#### Text block
I’m curious if anyone has evaluated how often (if at all) GPT-3 generate long text snippets verbatim from the training data?
We are afraid of copyright claims if GPT-3 does this without us knowing. We tried using some plagiarism tools, and when we evaluated 5-10 generations nothing ever got flagged. But obviously this isn’t an exhaustive analysis, and we were using a fixed set of hyperparamters.
- How often does this happen?
- Is it more likely to happen if we set temperature = 0?
- Is it more likely to happen if our prompt is from the training set?
Has anyone thought about this at all?
I have often wondered about this. In universities we use an international system called Turnitin. It is extremely effective. I wonder if OpenAI would set up an agreement with Turnitin to help users check for exactly this thing.
Turnitin Wiki entry
Fascinating stuff! thanks for this!
Turnitin actually set an interesting court precedent about using an entire copyrighted work without permission as part of a for-profit machine learning model when they won their 2009 lawsuit.
Wow, a plagiarism software company got away with using a copy-written work without permission? Why did I not hear about this…that headline just writes itself!
Was that for NLP not NLG? I remember Google going all the way to the Supreme Court in the US and winning permission to slurp up all books in existence for their AI , interesting time to be alive!

#### Provided data

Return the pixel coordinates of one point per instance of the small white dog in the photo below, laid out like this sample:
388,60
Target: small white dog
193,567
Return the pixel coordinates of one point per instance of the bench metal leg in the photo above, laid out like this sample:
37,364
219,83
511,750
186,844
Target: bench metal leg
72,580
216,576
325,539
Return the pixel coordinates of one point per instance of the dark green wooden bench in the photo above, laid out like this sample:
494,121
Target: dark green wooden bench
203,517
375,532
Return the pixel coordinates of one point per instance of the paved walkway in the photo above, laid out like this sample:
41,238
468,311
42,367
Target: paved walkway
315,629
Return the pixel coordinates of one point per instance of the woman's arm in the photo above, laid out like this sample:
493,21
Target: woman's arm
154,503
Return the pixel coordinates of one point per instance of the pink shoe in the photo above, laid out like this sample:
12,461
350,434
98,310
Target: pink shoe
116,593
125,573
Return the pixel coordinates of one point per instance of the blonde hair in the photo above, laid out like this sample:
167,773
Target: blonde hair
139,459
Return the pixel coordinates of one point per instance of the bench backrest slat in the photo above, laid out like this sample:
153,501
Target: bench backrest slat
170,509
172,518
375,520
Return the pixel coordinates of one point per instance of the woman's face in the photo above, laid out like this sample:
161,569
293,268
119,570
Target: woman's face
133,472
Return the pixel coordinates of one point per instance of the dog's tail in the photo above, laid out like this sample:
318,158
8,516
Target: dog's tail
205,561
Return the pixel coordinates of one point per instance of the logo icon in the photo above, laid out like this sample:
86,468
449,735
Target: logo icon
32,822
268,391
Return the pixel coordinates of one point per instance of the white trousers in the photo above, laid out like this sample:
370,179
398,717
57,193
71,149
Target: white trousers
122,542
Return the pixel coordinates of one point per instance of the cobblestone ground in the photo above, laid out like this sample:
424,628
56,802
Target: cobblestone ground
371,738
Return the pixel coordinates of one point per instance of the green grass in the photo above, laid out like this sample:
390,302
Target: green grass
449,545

#### Required tasks
[1] Summarize the forum thread about GPT-3 reproducing training data in two sentences.
[2] In the forum thread about GPT-3 reproducing training data, how many generations did the poster check with plagiarism tools?

#### Answers by item
[1] A poster, worried about copyright claims, asks whether GPT-3 generates long text snippets verbatim from its training data, noting that plagiarism tools flagged nothing across 5-10 generations. They also ask whether a temperature of 0 or a prompt from the training set makes this more likely, and replies suggest OpenAI partner with Turnitin, cite Turnitin's 2009 lawsuit win over using a copyrighted work in a for-profit machine learning model, and recall Google winning permission to use books for its AI.

[2] The poster checked 5-10 generations.